- **Job 1**
In the article on Kubernetes liveness and readiness probes, what does Kubernetes use liveness probes to know?
- **Job 2**
Write the next part of the article on Kubernetes liveness and readiness probes, picking up after its last sentence.

Kubernetes Liveness and Readiness Probes: How to Avoid Shooting Yourself in the Foot

Nov 4, 2018

I expand on these ideas in my presentation Kubernetes Probes: How to Avoid Shooting Yourself in the Foot.

Kubernetes liveness and readiness probes can be used to make a service more robust and more resilient, by reducing operational issues and improving the quality of service. However, if these probes are not implemented carefully, they can severely degrade the overall operation of a service, to a point where you would be better off without them.

In this article, I will explore how to avoid making service reliability worse when implementing Kubernetes liveness and readiness probes. While the focus of this article is on Kubernetes, the concepts I will highlight are applicable to any application or infrastructural mechanism used for inferring the health of a service and taking automatic, remedial action.

Kubernetes Liveness and Readiness Probes

Kubernetes uses liveness probes to know when to restart a container. If a container is unresponsive—perhaps the application is deadlocked due to a multi-threading defect—restarting the container can make the application more available, despite the defect. It certainly beats paging someone in the middle of the night to restart a container.^[1]

Kubernetes uses readiness probes to decide when the container is available for accepting traffic. The readiness probe is used to control which pods are used as the backends for a service. A pod is considered ready when all of its containers are ready. If a pod is not ready, it is removed from service load balancers. For example, if a container loads a large cache at startup and takes minutes to start, you do not want to send requests to this container until it is ready, or the requests will fail—you want to route requests to other pods, which are capable of servicing requests.

- **Provided material**
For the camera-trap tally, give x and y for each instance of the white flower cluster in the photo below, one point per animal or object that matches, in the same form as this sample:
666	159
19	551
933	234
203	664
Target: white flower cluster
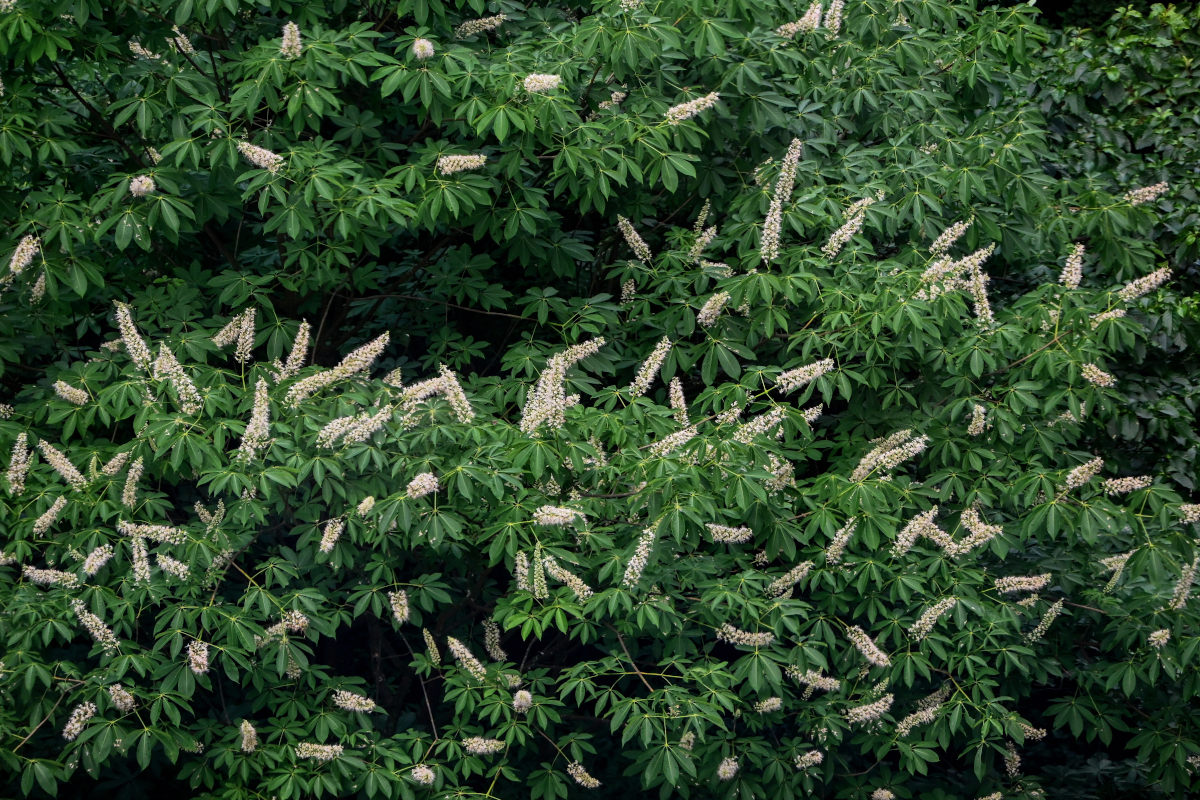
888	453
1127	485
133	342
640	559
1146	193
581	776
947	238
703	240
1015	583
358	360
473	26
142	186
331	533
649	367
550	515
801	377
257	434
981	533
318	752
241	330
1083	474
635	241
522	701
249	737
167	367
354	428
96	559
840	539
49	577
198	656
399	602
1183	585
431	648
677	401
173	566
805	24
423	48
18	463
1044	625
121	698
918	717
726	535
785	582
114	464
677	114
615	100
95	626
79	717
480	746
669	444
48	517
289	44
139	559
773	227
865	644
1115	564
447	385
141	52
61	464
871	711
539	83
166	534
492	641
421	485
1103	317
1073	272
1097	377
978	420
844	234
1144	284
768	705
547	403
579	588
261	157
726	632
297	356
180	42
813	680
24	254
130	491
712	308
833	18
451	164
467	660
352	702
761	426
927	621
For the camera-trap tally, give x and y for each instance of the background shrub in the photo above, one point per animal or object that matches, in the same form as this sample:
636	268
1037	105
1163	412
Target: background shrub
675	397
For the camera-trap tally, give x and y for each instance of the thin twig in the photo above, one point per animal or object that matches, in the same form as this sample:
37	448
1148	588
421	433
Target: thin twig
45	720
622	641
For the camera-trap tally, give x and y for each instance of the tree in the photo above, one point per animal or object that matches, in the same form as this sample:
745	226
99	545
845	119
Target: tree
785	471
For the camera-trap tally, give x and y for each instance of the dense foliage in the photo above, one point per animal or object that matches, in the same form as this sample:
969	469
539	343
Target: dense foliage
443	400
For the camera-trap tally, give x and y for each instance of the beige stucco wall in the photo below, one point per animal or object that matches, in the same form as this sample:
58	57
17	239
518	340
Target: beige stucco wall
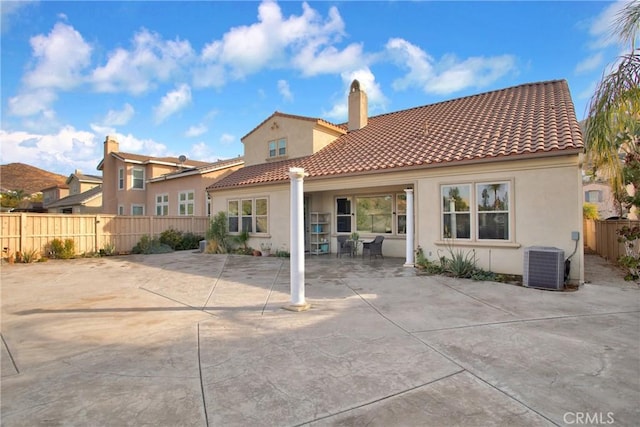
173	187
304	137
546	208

- **Reply 1**
When to restart a container.

- **Reply 2**
At the time of this writing, Kubernetes supports three mechanisms for implementing liveness and readiness probes: 1) running a command inside a container, 2) making an HTTP request against a container, or 3) opening a TCP socket against a container.

A probe has a number of configuration parameters to control its behaviour, like how often to execute the probe; how long to wait after starting the container to initiate the probe; the number of seconds after which the probe is considered failed; and how many times the probe can fail before giving up. For a liveness probe, giving up means the pod will be restarted. For a readiness probe, giving up means not routing traffic to the pod, but the pod is not restarted. Liveness and readiness probes can be used in conjunction.

Shooting Yourself in the Foot with Readiness Probes

The Kubernetes documentation, as well as many blog posts and examples, somewhat misleadingly emphasizes the use of the readiness probe when starting a container. This is usually the most common consideration—we want to avoid routing requests to the pod until it is ready to accept traffic. However, the readiness probe will continue to be called throughout the lifetime of the container, every periodSeconds, so that the container can make itself temporarily unavailable when one of its dependencies is unavailable, or while running a large batch job, performing maintenance, or something similar.

If you do not realize that the readiness probe will continue to be called after the container is started, you can design readiness probes that can result in serious problems at runtime. Even if you do understand this behaviour, you can still encounter serious problems if the readiness probe does not consider exceptional system dynamics. I will illustrate this through an example.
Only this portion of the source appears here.